[Object outline annotations]
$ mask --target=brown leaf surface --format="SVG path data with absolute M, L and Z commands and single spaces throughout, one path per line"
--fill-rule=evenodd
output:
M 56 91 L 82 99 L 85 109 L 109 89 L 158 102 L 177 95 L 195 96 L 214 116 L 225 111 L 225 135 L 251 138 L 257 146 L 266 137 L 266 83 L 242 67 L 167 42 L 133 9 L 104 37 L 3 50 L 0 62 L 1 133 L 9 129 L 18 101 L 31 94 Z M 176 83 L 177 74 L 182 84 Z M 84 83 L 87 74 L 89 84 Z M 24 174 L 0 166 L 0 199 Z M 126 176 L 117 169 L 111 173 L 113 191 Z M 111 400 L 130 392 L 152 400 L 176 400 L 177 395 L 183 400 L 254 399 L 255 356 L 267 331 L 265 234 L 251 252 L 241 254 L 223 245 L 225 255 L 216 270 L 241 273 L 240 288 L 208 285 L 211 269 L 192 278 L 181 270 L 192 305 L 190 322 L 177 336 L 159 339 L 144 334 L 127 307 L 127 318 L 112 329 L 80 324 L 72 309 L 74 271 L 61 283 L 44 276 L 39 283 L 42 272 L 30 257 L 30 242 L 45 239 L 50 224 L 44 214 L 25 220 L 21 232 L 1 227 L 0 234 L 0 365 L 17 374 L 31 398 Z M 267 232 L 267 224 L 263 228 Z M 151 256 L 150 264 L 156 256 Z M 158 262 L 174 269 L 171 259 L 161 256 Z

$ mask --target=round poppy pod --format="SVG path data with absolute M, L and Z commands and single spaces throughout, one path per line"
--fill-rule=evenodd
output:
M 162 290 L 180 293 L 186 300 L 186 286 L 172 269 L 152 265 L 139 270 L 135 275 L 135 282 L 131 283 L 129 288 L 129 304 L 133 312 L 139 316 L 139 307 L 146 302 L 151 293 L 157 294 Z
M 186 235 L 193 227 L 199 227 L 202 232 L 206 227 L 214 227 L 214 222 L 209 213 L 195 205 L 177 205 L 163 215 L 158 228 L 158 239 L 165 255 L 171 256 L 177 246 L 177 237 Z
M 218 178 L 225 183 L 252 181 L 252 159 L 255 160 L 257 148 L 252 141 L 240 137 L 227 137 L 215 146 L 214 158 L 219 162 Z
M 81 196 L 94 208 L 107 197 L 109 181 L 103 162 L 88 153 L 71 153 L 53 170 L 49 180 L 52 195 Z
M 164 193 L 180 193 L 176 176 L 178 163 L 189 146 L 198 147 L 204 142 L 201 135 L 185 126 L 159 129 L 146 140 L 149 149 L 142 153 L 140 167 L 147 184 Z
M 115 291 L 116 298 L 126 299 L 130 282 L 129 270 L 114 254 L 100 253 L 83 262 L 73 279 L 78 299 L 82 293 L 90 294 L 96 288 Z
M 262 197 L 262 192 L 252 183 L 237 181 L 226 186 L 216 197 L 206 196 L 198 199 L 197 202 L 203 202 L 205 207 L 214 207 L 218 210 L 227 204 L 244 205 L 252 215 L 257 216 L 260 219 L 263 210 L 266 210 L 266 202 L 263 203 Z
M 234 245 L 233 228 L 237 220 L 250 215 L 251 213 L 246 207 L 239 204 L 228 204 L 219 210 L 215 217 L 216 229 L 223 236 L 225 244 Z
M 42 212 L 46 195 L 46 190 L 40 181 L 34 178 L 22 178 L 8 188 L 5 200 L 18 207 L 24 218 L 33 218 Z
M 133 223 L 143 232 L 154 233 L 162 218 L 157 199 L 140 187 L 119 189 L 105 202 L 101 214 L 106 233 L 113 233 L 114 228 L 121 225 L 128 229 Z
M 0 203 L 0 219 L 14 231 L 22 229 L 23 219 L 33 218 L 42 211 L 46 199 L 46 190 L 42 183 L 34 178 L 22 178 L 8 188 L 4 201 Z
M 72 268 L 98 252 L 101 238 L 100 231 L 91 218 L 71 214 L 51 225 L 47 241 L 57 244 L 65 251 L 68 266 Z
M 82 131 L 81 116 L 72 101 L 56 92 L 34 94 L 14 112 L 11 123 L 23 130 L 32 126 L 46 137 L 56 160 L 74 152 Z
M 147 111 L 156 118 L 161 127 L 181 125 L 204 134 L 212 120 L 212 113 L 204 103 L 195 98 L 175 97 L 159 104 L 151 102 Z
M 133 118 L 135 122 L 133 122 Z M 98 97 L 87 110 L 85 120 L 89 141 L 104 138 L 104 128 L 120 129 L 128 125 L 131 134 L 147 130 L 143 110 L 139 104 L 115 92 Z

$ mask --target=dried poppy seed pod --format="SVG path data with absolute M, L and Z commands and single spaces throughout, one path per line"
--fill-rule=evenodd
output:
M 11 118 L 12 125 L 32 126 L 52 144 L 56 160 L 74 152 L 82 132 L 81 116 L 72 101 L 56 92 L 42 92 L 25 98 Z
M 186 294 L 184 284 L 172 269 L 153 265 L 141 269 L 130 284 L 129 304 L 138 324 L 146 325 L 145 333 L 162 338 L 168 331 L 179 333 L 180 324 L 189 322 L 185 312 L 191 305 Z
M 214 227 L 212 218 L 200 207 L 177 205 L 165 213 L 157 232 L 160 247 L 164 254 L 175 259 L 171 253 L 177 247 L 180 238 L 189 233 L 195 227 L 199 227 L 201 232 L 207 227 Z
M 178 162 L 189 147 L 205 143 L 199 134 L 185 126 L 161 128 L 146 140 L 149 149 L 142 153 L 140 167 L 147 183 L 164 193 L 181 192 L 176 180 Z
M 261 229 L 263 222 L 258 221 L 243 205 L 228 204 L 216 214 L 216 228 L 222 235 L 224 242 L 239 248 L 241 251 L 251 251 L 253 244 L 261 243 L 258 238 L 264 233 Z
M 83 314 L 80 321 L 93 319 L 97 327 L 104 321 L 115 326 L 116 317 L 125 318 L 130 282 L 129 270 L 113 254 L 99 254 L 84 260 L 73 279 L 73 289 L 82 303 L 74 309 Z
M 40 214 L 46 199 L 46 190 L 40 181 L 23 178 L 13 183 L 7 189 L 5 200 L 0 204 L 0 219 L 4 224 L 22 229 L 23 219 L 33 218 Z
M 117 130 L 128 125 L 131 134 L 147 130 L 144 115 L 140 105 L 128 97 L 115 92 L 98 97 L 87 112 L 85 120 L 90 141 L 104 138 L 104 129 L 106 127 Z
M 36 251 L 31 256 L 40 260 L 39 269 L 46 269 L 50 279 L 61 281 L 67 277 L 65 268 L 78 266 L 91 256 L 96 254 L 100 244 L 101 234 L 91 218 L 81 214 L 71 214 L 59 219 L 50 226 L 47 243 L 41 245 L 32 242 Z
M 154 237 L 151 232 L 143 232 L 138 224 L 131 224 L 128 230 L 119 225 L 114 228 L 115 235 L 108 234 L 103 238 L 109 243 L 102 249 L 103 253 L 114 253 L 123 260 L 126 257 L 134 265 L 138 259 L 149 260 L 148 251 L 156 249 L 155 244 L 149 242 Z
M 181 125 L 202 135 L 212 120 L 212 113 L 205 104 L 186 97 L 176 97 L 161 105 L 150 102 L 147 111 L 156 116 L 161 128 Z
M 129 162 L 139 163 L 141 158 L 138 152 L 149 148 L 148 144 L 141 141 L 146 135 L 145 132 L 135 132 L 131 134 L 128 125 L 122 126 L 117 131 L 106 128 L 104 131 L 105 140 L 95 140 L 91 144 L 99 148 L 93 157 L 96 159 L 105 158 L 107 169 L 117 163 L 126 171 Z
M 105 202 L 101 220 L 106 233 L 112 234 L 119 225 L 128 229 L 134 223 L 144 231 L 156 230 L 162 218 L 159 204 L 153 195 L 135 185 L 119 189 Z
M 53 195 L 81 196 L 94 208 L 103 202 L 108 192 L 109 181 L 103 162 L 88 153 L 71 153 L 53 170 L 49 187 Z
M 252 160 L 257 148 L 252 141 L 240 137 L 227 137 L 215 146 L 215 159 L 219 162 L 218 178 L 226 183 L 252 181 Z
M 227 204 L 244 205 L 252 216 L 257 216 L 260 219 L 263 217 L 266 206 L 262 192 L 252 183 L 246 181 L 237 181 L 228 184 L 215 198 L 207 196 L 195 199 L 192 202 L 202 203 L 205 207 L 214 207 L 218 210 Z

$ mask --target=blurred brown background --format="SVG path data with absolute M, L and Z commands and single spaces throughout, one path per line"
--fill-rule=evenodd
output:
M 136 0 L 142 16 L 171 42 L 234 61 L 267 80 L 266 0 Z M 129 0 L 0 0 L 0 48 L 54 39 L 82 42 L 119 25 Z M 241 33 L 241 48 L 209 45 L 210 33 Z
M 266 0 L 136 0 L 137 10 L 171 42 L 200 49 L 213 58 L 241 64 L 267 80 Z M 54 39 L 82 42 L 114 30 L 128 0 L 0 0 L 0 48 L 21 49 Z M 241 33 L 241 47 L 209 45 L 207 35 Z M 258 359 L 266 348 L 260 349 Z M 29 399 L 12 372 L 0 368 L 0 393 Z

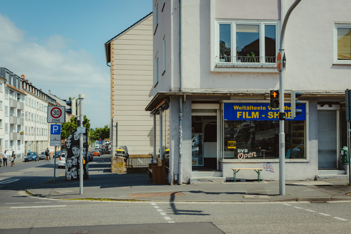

§ EXERCISE DETAILS:
Substitute "nonzero" for "evenodd" in the data from its first line through the line containing "M 56 91 L 82", and write those lines out again with nothing else changed.

§ IN RESPONSE:
$ mask --target=brown leaf surface --format="SVG path data with absolute M, L and Z commands and single spaces throughout, one path per line"
--fill-rule=nonzero
output:
M 56 91 L 82 99 L 85 109 L 109 89 L 158 102 L 177 95 L 195 96 L 214 116 L 225 111 L 225 135 L 251 138 L 257 146 L 266 137 L 266 83 L 242 67 L 167 42 L 133 9 L 104 37 L 3 50 L 0 62 L 1 133 L 9 129 L 18 101 L 31 94 Z M 176 83 L 177 74 L 182 84 Z M 84 83 L 87 74 L 89 84 Z M 24 174 L 0 166 L 0 199 Z M 126 176 L 117 169 L 111 173 L 113 191 Z M 111 400 L 130 392 L 152 400 L 176 400 L 177 395 L 183 400 L 254 399 L 255 356 L 267 331 L 265 234 L 251 252 L 241 254 L 223 245 L 225 255 L 216 270 L 241 273 L 240 288 L 208 285 L 211 269 L 192 278 L 181 270 L 192 305 L 190 322 L 177 336 L 159 339 L 144 334 L 127 307 L 127 318 L 112 329 L 80 324 L 72 309 L 74 271 L 61 283 L 44 276 L 39 283 L 42 272 L 30 257 L 30 242 L 45 239 L 50 224 L 44 214 L 25 220 L 21 232 L 1 227 L 0 234 L 0 365 L 17 374 L 31 398 Z M 267 232 L 267 224 L 263 228 Z M 151 256 L 150 264 L 156 256 Z M 158 262 L 174 269 L 171 259 L 161 256 Z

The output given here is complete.